*Passage shown*.
Start

Despite changes in the schedule and budget, Evenden notes that the achievements in Masdar’s first seven years – tangible and intangible – are large. The firm’s involvement ended more than a year ago, and Evenden describes the shift in terms of completion rather than abandonment.
Beyond the master plan, the architect’s contributions include 200,000m² of construction at the Masdar Institute of Science and Technology (MIST), the city’s intellectual engine and the first component built, and at the Courtyard Building, the development’s first commercial structure.
Buildings by other firms are appearing, including the newly opened Siemens headquarters by Sheppard Robson, the head office of the Masdar Organisation (a branch of the Abu Dhabi Government’s Mubadala Development Company) and the International Renewable Energy Agency by Woods Bagot, which remains under construction. A DoubleTree by Hilton is scheduled to open in 2017, and should Masdar even partially deliver on its commercial promises, expect plenty more international players to follow. Developed by Sheikh Ahmed al-Nahyan’s Reliable Property Investment, The 316-room hotel will comply with the environmental ethos of Masdar and seek to secure the prestigious Estidama Three Pearl sustainability rating.
Initial claims that the city would be zero waste and carbon neutral were premature. Still, as Evenden puts it, Masdar has gone from being "this word… and an aspiration" to a real place, focusing expertise and generating knowledge.
"People would like to barrack it as utopian," he observes. "I don’t think it was a utopian undertaking, but a very carefully based project to try to develop something that a lot of people were talking about but hadn’t been done."

End

*Dataset*.
Start

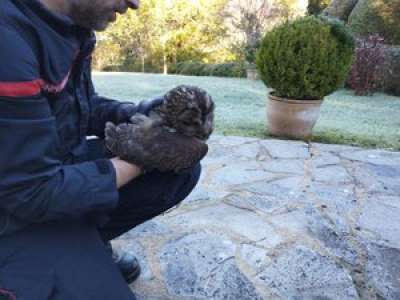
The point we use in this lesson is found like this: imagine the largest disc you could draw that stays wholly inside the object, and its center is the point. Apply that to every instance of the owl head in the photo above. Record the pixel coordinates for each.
(189, 110)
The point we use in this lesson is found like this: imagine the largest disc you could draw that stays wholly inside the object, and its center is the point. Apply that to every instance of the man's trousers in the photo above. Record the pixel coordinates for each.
(67, 260)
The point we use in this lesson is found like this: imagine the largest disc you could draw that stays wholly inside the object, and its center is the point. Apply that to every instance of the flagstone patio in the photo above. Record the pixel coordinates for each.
(275, 219)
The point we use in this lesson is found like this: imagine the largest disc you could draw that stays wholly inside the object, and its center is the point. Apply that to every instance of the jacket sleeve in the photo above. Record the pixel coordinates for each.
(104, 109)
(34, 185)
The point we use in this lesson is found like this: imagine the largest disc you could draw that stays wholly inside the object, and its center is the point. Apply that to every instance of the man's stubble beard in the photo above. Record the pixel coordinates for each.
(86, 15)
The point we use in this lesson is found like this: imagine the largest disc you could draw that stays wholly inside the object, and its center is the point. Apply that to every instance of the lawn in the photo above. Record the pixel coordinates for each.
(240, 107)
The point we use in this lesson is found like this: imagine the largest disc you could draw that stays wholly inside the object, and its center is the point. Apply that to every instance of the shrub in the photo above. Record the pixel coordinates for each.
(250, 52)
(366, 73)
(308, 58)
(228, 70)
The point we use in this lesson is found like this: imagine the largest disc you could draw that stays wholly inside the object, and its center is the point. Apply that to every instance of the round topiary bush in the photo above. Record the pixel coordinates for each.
(306, 59)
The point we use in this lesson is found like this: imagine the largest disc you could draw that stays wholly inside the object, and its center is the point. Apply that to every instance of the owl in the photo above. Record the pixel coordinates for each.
(187, 109)
(172, 137)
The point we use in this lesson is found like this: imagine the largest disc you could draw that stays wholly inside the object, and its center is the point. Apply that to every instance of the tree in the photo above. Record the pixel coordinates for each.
(169, 31)
(315, 7)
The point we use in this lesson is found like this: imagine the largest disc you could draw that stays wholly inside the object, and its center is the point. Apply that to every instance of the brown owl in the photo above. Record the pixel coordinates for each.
(172, 137)
(189, 110)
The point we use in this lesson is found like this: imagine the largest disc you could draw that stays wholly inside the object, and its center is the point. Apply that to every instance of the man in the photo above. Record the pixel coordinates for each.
(63, 197)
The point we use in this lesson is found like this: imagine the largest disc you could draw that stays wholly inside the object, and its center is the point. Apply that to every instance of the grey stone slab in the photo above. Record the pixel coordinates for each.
(302, 273)
(382, 219)
(286, 149)
(233, 141)
(230, 219)
(367, 180)
(337, 198)
(239, 173)
(231, 284)
(388, 176)
(333, 148)
(149, 228)
(247, 151)
(383, 270)
(202, 266)
(204, 193)
(254, 256)
(332, 174)
(264, 203)
(332, 237)
(295, 222)
(324, 159)
(291, 188)
(285, 166)
(378, 157)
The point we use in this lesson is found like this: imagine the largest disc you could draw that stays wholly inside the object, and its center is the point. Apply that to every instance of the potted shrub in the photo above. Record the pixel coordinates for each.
(302, 61)
(251, 69)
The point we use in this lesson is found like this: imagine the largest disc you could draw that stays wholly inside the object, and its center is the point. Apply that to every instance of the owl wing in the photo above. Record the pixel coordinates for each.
(177, 152)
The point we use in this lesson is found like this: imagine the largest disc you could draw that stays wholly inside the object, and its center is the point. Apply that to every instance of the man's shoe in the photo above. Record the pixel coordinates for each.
(127, 264)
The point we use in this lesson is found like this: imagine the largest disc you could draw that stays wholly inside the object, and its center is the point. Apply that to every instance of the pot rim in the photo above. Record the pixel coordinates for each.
(271, 96)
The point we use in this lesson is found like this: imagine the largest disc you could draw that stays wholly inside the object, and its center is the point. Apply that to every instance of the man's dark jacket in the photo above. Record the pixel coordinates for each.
(47, 108)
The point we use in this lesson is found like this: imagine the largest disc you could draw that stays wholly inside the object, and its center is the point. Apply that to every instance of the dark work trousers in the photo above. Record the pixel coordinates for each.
(145, 197)
(67, 260)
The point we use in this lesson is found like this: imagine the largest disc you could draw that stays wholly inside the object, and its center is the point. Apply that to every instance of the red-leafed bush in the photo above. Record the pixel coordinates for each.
(366, 73)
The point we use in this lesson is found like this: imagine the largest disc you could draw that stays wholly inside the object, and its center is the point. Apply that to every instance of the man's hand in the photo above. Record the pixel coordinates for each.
(125, 171)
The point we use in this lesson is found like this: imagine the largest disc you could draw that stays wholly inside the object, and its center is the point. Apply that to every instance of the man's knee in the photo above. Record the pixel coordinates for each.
(190, 178)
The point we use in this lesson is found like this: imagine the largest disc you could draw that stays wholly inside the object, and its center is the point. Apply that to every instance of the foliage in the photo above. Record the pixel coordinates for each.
(251, 51)
(240, 107)
(365, 75)
(377, 17)
(315, 7)
(305, 59)
(391, 70)
(164, 32)
(196, 68)
(340, 9)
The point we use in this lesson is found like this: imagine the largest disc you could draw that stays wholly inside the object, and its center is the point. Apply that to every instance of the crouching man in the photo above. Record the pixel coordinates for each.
(64, 197)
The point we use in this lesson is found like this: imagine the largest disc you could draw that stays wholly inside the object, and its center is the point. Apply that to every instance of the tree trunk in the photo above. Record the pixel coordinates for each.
(165, 64)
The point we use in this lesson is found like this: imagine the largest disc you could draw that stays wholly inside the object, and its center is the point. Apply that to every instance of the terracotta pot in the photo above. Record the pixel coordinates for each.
(252, 73)
(292, 118)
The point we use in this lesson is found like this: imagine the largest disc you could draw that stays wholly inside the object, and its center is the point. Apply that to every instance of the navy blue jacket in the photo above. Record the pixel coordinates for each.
(47, 108)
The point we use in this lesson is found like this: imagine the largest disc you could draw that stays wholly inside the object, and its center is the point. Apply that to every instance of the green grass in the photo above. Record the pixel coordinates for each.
(240, 107)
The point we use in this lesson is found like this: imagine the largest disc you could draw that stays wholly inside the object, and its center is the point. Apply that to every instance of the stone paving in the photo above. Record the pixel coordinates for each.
(276, 219)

End

*Task to complete*. Rewrite the part of the Masdar passage that opens with "Despite changes in" and closes with "rather than abandonment.", putting "accomplishments" wherever "achievements" appears.

*Result*.
Despite changes in the schedule and budget, Evenden notes that the accomplishments in Masdar’s first seven years – tangible and intangible – are large. The firm’s involvement ended more than a year ago, and Evenden describes the shift in terms of completion rather than abandonment.